Given records:

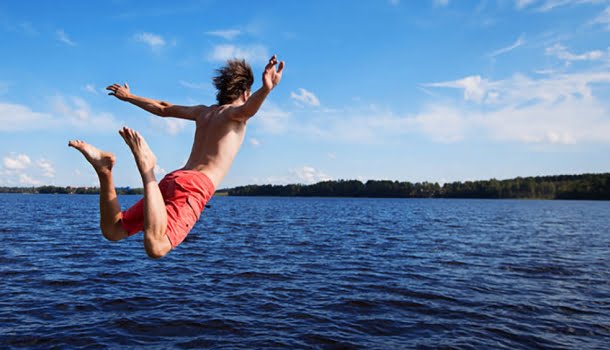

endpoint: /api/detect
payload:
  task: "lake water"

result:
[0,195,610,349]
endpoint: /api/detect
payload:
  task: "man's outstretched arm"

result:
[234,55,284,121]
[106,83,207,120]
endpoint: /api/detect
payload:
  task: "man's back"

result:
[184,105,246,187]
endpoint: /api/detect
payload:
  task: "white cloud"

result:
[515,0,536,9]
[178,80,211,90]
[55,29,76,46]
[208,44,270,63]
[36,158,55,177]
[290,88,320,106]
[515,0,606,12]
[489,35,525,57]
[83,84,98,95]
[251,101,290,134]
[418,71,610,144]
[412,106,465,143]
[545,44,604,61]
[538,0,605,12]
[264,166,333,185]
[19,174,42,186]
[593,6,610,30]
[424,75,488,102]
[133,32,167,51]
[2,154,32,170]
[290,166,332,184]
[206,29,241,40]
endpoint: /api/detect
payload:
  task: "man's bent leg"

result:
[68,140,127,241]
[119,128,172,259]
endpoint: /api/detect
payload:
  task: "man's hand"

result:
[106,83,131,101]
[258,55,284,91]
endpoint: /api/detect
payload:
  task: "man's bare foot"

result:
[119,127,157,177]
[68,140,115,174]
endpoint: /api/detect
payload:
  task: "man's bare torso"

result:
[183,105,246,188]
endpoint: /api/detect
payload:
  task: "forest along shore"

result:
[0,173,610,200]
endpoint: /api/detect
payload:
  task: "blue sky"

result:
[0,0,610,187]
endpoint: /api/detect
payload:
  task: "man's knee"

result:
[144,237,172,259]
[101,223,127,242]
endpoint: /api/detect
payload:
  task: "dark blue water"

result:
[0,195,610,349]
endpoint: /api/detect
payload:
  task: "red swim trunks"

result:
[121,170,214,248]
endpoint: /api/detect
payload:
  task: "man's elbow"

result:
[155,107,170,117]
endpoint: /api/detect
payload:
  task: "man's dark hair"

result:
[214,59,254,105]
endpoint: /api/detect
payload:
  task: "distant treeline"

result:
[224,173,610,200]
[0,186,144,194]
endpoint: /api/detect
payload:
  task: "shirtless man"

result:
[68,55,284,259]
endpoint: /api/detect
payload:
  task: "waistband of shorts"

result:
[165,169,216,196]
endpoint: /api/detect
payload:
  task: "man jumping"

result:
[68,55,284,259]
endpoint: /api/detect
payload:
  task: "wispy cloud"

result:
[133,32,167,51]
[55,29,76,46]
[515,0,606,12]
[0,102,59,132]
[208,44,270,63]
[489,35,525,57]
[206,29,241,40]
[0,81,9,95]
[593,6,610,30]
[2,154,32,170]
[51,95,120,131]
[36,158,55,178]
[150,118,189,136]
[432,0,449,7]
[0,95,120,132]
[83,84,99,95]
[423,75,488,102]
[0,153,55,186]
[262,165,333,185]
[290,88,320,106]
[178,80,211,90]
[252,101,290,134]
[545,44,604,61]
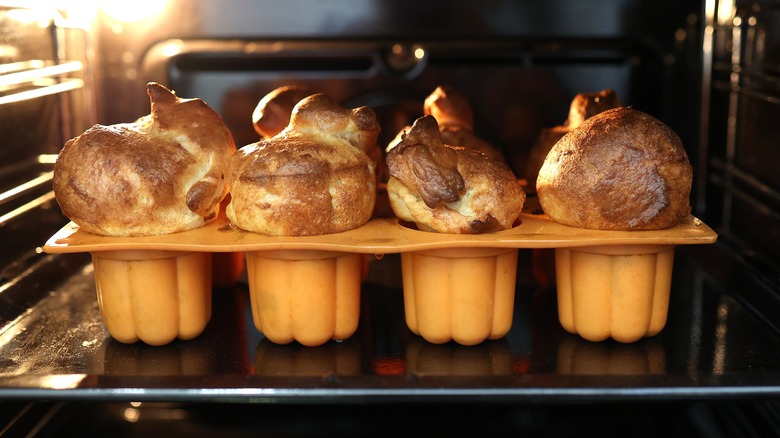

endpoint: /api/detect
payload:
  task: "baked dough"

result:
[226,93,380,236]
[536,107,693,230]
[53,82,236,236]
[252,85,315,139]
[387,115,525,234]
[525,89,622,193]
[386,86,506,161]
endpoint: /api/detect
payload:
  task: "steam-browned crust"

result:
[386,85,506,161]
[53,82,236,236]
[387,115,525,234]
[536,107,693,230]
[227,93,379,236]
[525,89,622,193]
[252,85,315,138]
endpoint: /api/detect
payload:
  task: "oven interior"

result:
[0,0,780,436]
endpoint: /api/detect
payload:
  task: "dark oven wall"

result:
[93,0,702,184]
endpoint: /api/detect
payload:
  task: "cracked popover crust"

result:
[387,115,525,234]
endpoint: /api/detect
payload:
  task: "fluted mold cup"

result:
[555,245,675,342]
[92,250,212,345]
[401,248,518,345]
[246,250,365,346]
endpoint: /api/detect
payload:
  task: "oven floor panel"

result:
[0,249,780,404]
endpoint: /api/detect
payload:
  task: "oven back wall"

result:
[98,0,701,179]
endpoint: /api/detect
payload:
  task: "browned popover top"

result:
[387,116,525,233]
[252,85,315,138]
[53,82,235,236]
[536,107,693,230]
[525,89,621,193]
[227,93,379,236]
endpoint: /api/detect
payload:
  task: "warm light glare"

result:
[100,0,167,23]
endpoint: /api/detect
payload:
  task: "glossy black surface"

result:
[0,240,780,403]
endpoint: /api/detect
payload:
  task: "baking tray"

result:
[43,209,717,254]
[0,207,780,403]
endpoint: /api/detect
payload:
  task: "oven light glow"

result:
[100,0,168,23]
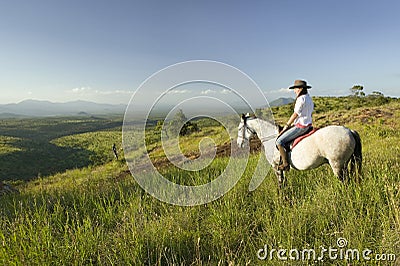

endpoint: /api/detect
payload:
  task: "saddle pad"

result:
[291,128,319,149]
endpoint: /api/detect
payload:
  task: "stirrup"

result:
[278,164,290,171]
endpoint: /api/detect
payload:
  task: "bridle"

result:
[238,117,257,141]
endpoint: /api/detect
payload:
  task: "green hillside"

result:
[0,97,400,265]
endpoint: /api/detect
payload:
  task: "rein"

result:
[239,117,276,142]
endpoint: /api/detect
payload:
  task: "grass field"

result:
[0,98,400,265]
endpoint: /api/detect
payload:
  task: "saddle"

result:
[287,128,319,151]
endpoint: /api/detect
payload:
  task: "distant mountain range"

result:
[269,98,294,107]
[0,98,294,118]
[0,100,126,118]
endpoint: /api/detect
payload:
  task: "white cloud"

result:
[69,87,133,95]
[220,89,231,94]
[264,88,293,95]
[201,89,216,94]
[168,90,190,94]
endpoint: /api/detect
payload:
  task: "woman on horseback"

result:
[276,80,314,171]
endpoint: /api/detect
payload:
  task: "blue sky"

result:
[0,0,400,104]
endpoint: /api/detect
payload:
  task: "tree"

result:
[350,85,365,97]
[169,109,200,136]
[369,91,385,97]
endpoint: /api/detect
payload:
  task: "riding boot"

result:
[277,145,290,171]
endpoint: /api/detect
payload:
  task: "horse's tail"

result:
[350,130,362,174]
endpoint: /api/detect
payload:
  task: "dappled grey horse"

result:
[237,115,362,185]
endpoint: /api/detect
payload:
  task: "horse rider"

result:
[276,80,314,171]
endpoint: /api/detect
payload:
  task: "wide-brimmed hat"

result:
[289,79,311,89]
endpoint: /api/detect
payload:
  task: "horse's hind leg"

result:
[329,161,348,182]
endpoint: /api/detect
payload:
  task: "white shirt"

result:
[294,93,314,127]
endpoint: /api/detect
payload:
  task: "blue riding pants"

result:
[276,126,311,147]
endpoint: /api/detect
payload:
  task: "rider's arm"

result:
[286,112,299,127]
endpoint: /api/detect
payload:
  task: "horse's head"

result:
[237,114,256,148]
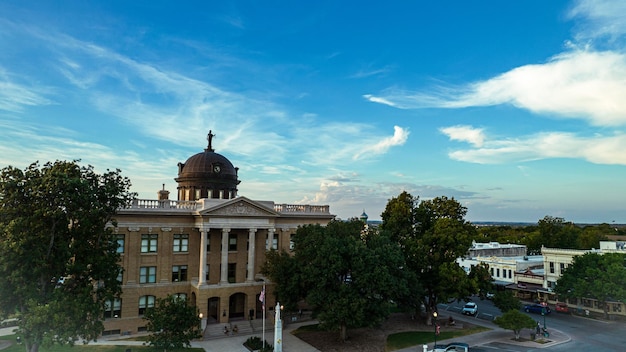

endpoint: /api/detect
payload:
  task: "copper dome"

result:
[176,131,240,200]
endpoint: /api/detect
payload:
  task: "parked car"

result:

Task prompt: Copy out all of the records above word for word, leaving out the pictures.

Exercise response:
endpoint: /api/detect
payload:
  task: "lake water"

result:
[0,195,610,349]
endpoint: /api/detect
payload:
  task: "man's outstretched arm"

result:
[234,55,284,121]
[106,83,207,120]
endpoint: /api/detect
payload:
  task: "man's back"

result:
[184,105,246,187]
endpoint: /api/detect
payload:
  task: "white cloud"

result:
[515,0,536,9]
[178,80,211,90]
[55,29,76,46]
[208,44,270,63]
[36,158,55,177]
[290,88,320,106]
[515,0,606,12]
[489,35,525,57]
[83,84,98,95]
[251,101,290,134]
[418,71,610,144]
[412,106,465,143]
[545,44,604,61]
[538,0,605,12]
[264,166,333,185]
[19,174,42,186]
[593,6,610,30]
[424,75,488,102]
[133,32,167,51]
[2,154,32,170]
[290,166,332,184]
[206,29,241,40]
endpoint: /api/detect
payload:
  task: "man's bent leg"

result:
[68,140,127,241]
[119,128,172,259]
endpoint: /api/detect
payload:
  task: "man's hand"

result:
[106,83,131,101]
[258,55,284,91]
endpoint: /api/detect
payload:
  task: "man's bare foot"

result:
[119,127,157,177]
[68,140,115,174]
endpoint: /api/detect
payload:
  task: "man's bare torso"

result:
[183,105,246,188]
endpoint: /api/detect
payload:
  task: "forest along shore"

result:
[0,173,610,200]
endpoint: /api/detect
payload:
  task: "blue sky"

result:
[0,0,610,187]
endpoint: /api/detect
payload:
  task: "man's knee"

result:
[144,237,172,259]
[101,223,127,242]
endpoint: /api/detect
payload:
  task: "dark blue water"

result:
[0,195,610,349]
endpoint: /api/detect
payload:
  task: "red swim trunks"

result:
[121,170,214,248]
endpoint: /api/detect
payload:
  task: "man's elbow"

result:
[155,107,170,117]
endpoint: /api/detect
payload:
  task: "man's dark hair"

result:
[214,59,254,105]
endpoint: /api/detect
payload:
  task: "distant treeline"

result:
[224,173,610,200]
[0,186,144,194]
endpoint: /api/detect
payload:
  task: "shirtless man"

result:
[68,55,284,259]
endpoint: /api/detect
payload:
  task: "waistband of shorts"

result:
[165,169,216,196]
endpoint: /api/detect
payload:
  task: "man jumping"

result:
[68,55,284,259]
endpoint: /api/detect
payload:
  task: "wispy cloud"

result:
[133,32,167,51]
[55,29,76,46]
[515,0,606,12]
[0,102,59,132]
[208,44,270,63]
[489,35,525,57]
[206,29,241,40]
[0,81,9,95]
[593,6,610,30]
[2,154,32,170]
[51,95,120,131]
[36,158,55,178]
[150,118,189,136]
[432,0,449,7]
[0,95,120,132]
[83,84,99,95]
[423,75,488,102]
[0,153,55,186]
[262,165,333,185]
[290,88,320,106]
[178,80,211,90]
[252,101,290,134]
[545,44,604,61]

endpoint: /api/detect
payload:
  task: "baked dough"

result:
[226,93,380,236]
[536,107,693,230]
[53,82,236,236]
[252,85,315,139]
[387,115,525,234]
[525,89,622,193]
[386,86,506,161]
endpoint: /api/detect
payload:
  task: "steam-browned crust"

result:
[386,85,506,161]
[53,82,236,236]
[387,115,525,234]
[536,107,693,230]
[227,93,379,236]
[525,89,622,193]
[252,85,315,138]
endpoint: /api/detect
payload:
  task: "oven interior"

result:
[0,0,780,436]
endpoint: /api/detect
payload:
  task: "dark oven wall"

result:
[93,0,702,184]
endpoint: /api/detect
payload:
  task: "cracked popover crust"

result:
[387,115,525,234]
endpoint: /api/detect
payload:
  task: "fluted mold cup"

result:
[555,245,675,342]
[92,250,212,345]
[401,248,518,345]
[246,250,365,346]
endpoint: /api/detect
payload:
  task: "oven floor panel"

result:
[0,249,780,404]
endpoint: /api/detect
payload:
  task: "oven back wall"

result:
[98,0,701,179]
endpoint: /api/detect
payload:
  task: "browned popover top"

result:
[387,116,525,233]
[252,85,315,138]
[53,82,235,236]
[536,107,693,230]
[525,89,621,193]
[227,93,379,236]
endpoint: /api/detect
payload:
  task: "warm light glare"

result:
[100,0,167,23]
endpoint: /api/detect
payload:
  task: "glossy black surface"

result:
[0,240,780,403]
endpoint: /api/detect
payload:
  task: "baking tray"

result:
[43,209,717,254]
[0,207,780,403]
endpoint: /api/detect
payload:
  task: "oven light glow"

result:
[100,0,168,23]

endpoint: /api/detect
payload:
  task: "saddle pad"

result:
[291,128,319,149]
endpoint: /api/detect
payload:
  task: "stirrup"

result:
[278,164,290,171]
endpoint: /api/detect
payload:
  task: "bridle"

result:
[238,117,257,141]
endpoint: /api/detect
payload:
  task: "green hillside"

result:
[0,97,400,265]
endpoint: /api/detect
payload:
  task: "rein"

result:
[239,117,276,142]
endpoint: /api/detect
payload:
  task: "grass field"

result:
[0,98,400,265]
endpoint: /api/detect
payload:
  task: "saddle"

result:
[287,128,319,151]
endpoint: /api/detect
payload:
  task: "distant mountain range"

result:
[269,98,294,107]
[0,98,294,118]
[0,100,126,118]
endpoint: /api/detect
payload:
  task: "white cloud"

result:
[69,87,133,95]
[220,89,231,94]
[264,88,293,95]
[201,89,216,94]
[168,90,190,94]
endpoint: /api/detect
payload:
  task: "woman on horseback"

result:
[276,80,314,171]
endpoint: /api/detect
payload:
  task: "blue sky"

result:
[0,0,400,104]
endpoint: /api/detect
payload:
  task: "tree"

result:
[350,85,365,97]
[169,109,200,136]
[369,91,385,97]
endpoint: /api/detect
payload:
  task: "riding boot"

result:
[277,145,290,171]
endpoint: /api/detect
payload:
  task: "horse's tail"

result:
[350,130,362,174]
endpoint: /api/detect
payload:
  task: "dappled grey horse"

result:
[237,115,362,185]
endpoint: /api/detect
payload:
  task: "horse rider"

result:
[276,80,314,171]
endpoint: /api/detect
payload:
  task: "wide-brimmed hat"

result:
[289,79,311,89]
endpoint: /api/detect
payload:
  task: "horse's hind leg"

result:
[329,161,348,182]
endpoint: /api/detect
payload:
  task: "white shirt"

result:
[294,93,314,127]
endpoint: /api/detect
payload:
  task: "blue riding pants"

result:
[276,126,311,147]
endpoint: /api/detect
payload:
  task: "rider's arm"

result:
[286,112,299,127]
endpoint: /api/detect
payload:
  task: "horse's head"

result:
[237,114,256,148]

endpoint: /api/detect
payload:
  task: "copper dome"

result:
[176,131,240,200]
endpoint: /api/detect
payload:
  task: "parked car"

result:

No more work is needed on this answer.